WHAT YOU HAVE TO DO »
Exactly as written, quote every line that follows, skipping the images.

"""

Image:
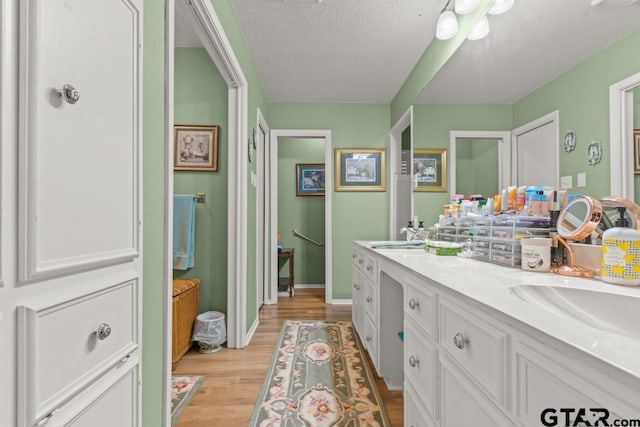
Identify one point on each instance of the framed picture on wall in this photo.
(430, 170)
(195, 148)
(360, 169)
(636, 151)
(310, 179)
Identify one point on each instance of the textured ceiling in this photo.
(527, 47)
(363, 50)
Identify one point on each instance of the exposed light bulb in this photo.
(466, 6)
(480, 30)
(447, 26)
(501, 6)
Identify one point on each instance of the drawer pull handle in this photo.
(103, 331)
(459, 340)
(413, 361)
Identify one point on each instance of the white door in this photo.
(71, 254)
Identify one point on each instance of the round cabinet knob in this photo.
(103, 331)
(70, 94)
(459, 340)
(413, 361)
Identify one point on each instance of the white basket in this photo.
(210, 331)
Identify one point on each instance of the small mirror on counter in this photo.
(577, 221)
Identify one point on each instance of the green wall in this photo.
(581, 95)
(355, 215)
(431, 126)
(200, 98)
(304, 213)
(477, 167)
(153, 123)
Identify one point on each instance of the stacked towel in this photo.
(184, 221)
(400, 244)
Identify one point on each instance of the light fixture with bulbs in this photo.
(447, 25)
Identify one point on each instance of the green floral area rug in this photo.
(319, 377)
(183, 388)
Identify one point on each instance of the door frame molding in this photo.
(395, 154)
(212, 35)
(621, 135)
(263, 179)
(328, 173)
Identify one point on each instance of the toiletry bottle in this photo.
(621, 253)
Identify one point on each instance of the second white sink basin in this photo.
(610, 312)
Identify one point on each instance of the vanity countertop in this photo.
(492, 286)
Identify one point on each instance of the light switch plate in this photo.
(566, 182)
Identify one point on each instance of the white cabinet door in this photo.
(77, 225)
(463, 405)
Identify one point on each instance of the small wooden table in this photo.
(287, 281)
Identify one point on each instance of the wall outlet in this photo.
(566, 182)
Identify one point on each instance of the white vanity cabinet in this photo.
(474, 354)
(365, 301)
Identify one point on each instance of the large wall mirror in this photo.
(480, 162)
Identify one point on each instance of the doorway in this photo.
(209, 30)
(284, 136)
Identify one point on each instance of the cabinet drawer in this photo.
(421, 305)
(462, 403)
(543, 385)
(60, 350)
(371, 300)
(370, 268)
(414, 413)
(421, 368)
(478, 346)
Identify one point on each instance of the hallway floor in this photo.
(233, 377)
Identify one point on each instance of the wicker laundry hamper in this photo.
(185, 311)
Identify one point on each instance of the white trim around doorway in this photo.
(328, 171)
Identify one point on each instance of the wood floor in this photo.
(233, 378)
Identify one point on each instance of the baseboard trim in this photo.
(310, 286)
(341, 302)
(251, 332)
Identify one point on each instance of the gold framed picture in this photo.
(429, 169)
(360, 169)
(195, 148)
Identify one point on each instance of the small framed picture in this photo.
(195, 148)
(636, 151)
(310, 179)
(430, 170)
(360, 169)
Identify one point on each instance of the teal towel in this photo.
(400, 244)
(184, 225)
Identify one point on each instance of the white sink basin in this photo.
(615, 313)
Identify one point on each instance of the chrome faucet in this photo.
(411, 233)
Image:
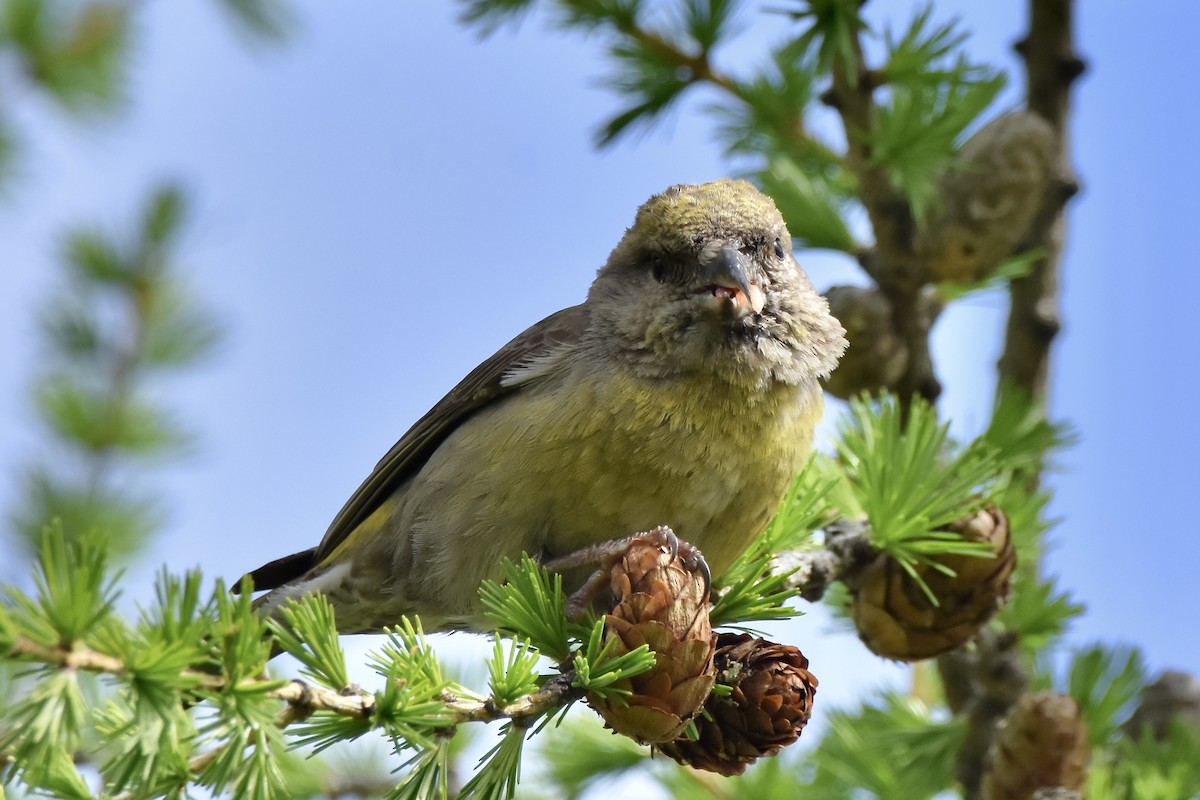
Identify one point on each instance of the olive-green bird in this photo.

"""

OUTPUT FOR THIS EXERCISE »
Image:
Identify one point on each instance of the framed picture on wall in this photo.
(430, 170)
(195, 148)
(360, 169)
(636, 151)
(310, 179)
Identify one point on each instance of the textured ceiling in this photo.
(527, 47)
(363, 50)
Identify one point on each instance of the exposed light bulb in this photo.
(466, 6)
(480, 30)
(447, 26)
(501, 6)
Identify one point on each instance of the drawer pull handle in this photo.
(103, 331)
(459, 340)
(413, 361)
Identify one point on each instance of the white door in this photo.
(71, 254)
Identify one point on each instance of the round cabinet knob in this photo.
(103, 331)
(70, 94)
(459, 340)
(413, 361)
Identify one point on each instance of the white basket in this photo.
(210, 331)
Identify one point on each instance of the small mirror on counter in this photo.
(577, 221)
Identify one point on each instance of the green wall in this photo.
(581, 95)
(355, 215)
(431, 126)
(200, 98)
(304, 213)
(477, 167)
(153, 123)
Identify one point on each instance of the stacked towel in this photo.
(184, 221)
(400, 244)
Identify one point on each instance of the light fixture with bulbs in this photo.
(447, 25)
Identify one point on each instance of the green floral area rug in this photo.
(319, 377)
(183, 388)
Identify one point on each instance of the door frame molding in this photo.
(395, 154)
(212, 35)
(621, 135)
(263, 179)
(328, 173)
Identify one point on each instance of the toiletry bottle in this photo.
(621, 253)
Identify one point on each instance of the second white sink basin in this photo.
(610, 312)
Identify one point on each instance of the vanity countertop in this photo.
(492, 286)
Identify one point on each instance of the light switch plate in this photo.
(566, 182)
Identify one point on each instance of the white cabinet door in this photo.
(77, 225)
(463, 405)
Identify one point on each instance of the small wooden table in this photo.
(287, 281)
Identify one point on each instance of the wall outlet in this photo.
(566, 182)
Identify one point on each instance of the white vanity cabinet in this photo.
(474, 354)
(365, 301)
Identify one point on each instance of the large wall mirror in this photo.
(480, 162)
Identify one point on each instance of the doorway in this photo.
(209, 30)
(284, 136)
Identify one point on each instance of the cabinet drawer in this photo.
(421, 305)
(462, 403)
(543, 385)
(60, 350)
(371, 300)
(370, 268)
(414, 413)
(421, 368)
(478, 346)
Identify one point on each instance of the hallway floor in this photo.
(233, 377)
Identify one point on each instance of the wicker laundry hamper in this photo.
(185, 311)
Identify one point on each instance of the white trim around doorway in this photo.
(328, 171)
Identify one point on each instance of the wood floor in this photo.
(233, 378)
Identify one point on each instance of the baseboard trim in this photo.
(310, 286)
(341, 302)
(251, 332)
Identify one point on each instance of the gold framed picture in this photo.
(429, 169)
(360, 169)
(195, 148)
Identify one point on each instance of the small framed picture in this photo.
(195, 148)
(636, 151)
(310, 179)
(430, 170)
(360, 169)
Identify one point on each instance of the teal towel in this photo.
(400, 244)
(184, 225)
Identify one point on each instance of the white sink basin in this photo.
(615, 313)
Identify one point on each instance of the chrome faucet in this photo.
(411, 233)
Image:
Identify one point on each instance of the olive-green bird in this photo.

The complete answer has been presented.